• Texte source:
^^^^^^^^^^^^^^^^
Les polémiques qui suivront jusqu’en 2015 ne seront que des répliques et des variantes de cette affaire [11].
Chacune des polémique est analysée de manière détaillée - c’est le point fort de l’ouvrage - sans sacrifier les explications plus techniques qui sont parfois nécessaires à leur compréhension. Ainsi, la polémique sur le calcul de la fécondité [12] (à la fois de l’évolution générale de la fécondité en France, mais aussi du différentiel de fécondité entre populations « de souche » et populations immigrées) y est par exemple présentée avec une grande clarté et l’explication technique des différences entre les deux modes de calcul que sont l’Indice Conjoncturel de Fécondité (ICF) et la descendance finale est fort bien expliquée au lecteur (l’analyse de cette polémique est par ailleurs complétée par une annexe qui donne de larges extraits du rapport de Roland Pressat présenté au Conseil scientifique de l’Ined le 21 juin 1990, « l’Ined a t-il masqué l’évolution de la fécondité ? »).
La dernière polémique évoquée dans l’ouvrage est celle lancée par Robert Ménard en mai 2015, lorsqu’il annonça que 64.6% des élèves de Béziers étaient musulmans. Pour Tribalat le problème ne vient aucunement de la façon de procéder : « Tout maire peut en effet consulter la liste des élèves inscrits dans sa commune. La plupart des maires ne s’en privent pas. C’est même devenu un moyen de gérer les menus des repas dans les cantines scolaires » [13]. « L’habileté de Robert Ménard est d’avoir lancé, avec son pourcentage à la virgule près, presque tout le monde sur la piste d’un fichier illégal inexistant, sans contestation du chiffre avancé, et pour cause. Qui irait donner un pourcentage d’élèves musulmans à Béziers susceptible de contredire celui de Robert Ménard puisque son élaboration est interdite ? Du coup rien n’a été dit sur la crédibilité du chiffre qu’il avance. [...] » [14].
On soulignera enfin que cette histoire des différentes polémiques montre clairement comment la volonté politique de plus en plus forte de lutter contre les discriminations et de promouvoir la “diversité” provoqua un changement de position de la part de bon nombre de personnes précédemment opposées aux statistiques ethniques (comment en effet produire des rapports et lutter contre les discriminations sans données fiables sur lesquelles se baser ?).
^^^^^^^^^^^^^^^^
• Documents fournis:

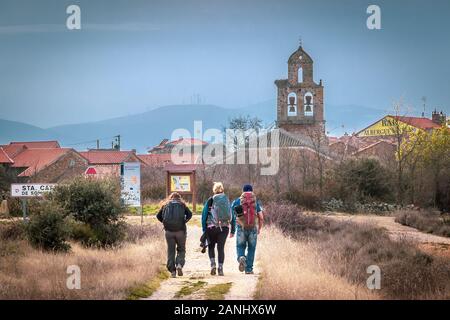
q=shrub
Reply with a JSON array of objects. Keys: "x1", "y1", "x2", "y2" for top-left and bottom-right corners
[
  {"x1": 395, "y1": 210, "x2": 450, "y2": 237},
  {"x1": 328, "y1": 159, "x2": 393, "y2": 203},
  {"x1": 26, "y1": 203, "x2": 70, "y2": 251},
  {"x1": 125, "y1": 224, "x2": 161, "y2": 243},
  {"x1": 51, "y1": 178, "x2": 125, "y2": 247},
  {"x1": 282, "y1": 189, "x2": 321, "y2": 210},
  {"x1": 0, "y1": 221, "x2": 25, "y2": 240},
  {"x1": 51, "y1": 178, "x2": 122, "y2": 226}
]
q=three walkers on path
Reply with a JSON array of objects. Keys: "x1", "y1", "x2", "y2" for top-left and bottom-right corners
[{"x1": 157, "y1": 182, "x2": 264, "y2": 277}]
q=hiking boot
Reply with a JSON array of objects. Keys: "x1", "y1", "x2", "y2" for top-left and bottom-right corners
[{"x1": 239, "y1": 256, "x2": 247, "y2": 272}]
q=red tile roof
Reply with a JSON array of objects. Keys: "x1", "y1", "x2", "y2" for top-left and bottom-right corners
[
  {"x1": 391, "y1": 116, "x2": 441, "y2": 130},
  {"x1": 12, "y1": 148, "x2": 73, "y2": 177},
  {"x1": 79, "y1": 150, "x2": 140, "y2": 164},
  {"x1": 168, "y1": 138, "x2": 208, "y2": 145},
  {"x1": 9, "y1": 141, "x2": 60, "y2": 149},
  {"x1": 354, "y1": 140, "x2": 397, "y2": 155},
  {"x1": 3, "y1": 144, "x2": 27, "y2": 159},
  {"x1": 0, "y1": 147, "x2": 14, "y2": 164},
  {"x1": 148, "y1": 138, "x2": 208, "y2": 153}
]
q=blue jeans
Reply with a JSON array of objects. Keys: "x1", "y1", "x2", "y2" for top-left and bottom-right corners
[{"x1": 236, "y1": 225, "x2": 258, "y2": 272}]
^^^^^^^^^^^^^^^^
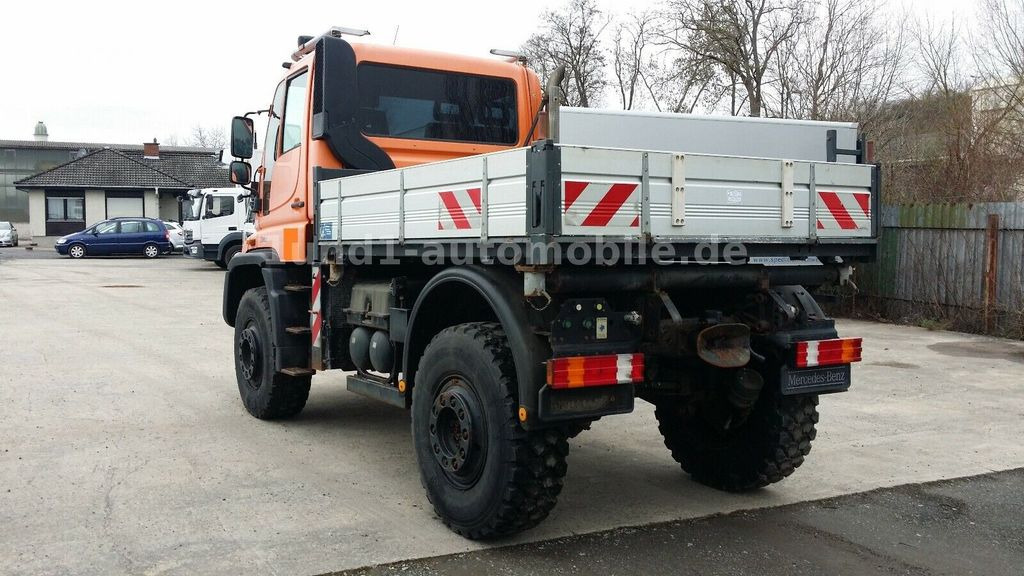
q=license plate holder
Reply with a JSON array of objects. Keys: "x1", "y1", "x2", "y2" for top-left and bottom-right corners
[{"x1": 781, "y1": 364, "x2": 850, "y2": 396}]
^^^^^^^^^^^^^^^^
• Consignes:
1: D'après le texte source sur les polémiques liées aux statistiques ethniques, quel pourcentage d'élèves musulmans à Béziers Robert Ménard a-t-il annoncé en mai 2015 ?
2: Poursuivez le texte source sur les polémiques liées aux statistiques ethniques après sa dernière phrase.

• Réponses:
1: 64.6% des élèves de Béziers.

2:
Si l’introduction progressive de la collecte de données de ce type par l’INSEE est un progrès, « il lui reste à introduire ces données dans les enquêtes annuelles de recensement » [15]. Michèle Tribalat espère que la campagne de 2017 sera l’occasion de clarifier les positions des différents candidats et partis politiques sur cette question : sont-ils favorables ou opposés à la tenue de statistiques ethniques en France ? À quel type de statistiques sont-ils favorables ? Quelles seront les utilisations qu’ils souhaitent faire de telles mesures ?
Il est fort probable en effet, vu la place que prend actuellement l’immigration dans le débat publique, que cette question ne pourra être évitée lors des présidentielles.
[1] p.86-87.
[2] p.105.
[3] p.256-257.
[4] p.256.
[5] p.256.
[6] p.109.
[7] p.104.
[8] p.206-209.
[9] p.141-165.
[10] p.255.
[11] Tribalat note au passage que l’une des polémiques qui surgit alors concernant l’emploi du terme de « Français de souche » était totalement loufoque : le terme n’avait alors pas le sens identitaire et politique qu’il peut avoir maintenant et « Le Monde allait même (en mars 1995) jusqu’à employer l’expression « Français de souche » sans les guillemets ». p.190.
[12] p.150-159.
[13] p.250-251.
[14] p.251-252.
[15] p.258.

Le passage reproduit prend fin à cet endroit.